> TASK BRIEF
Word for word, retype the lines from the one containing "Where can you spot the dark" to the last line of the data below, both ends included.

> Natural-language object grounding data
● ● ● ●

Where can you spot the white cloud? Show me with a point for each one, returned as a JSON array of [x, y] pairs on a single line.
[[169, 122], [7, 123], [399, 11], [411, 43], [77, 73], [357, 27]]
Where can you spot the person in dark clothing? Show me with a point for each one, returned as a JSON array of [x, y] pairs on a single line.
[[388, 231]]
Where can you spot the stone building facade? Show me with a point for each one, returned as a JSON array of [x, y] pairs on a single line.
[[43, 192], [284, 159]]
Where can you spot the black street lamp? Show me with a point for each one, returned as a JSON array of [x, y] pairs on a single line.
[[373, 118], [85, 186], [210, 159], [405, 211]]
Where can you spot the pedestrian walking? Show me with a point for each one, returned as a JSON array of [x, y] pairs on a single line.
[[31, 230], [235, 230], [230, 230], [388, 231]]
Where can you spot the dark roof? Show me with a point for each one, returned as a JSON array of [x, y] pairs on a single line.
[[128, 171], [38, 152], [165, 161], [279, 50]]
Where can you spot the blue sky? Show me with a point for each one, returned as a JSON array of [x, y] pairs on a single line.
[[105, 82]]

● ● ● ●

> EXERCISE ANSWER
Where can you spot the dark roof? Show me with a point for each one, returned as a JSON array of [x, y] pairs on a single line.
[[128, 171], [38, 152], [165, 161], [279, 50]]
Where can you spot the blue sky? Show me with a point for each one, returned as a JSON array of [x, y] pairs on a single line.
[[105, 82]]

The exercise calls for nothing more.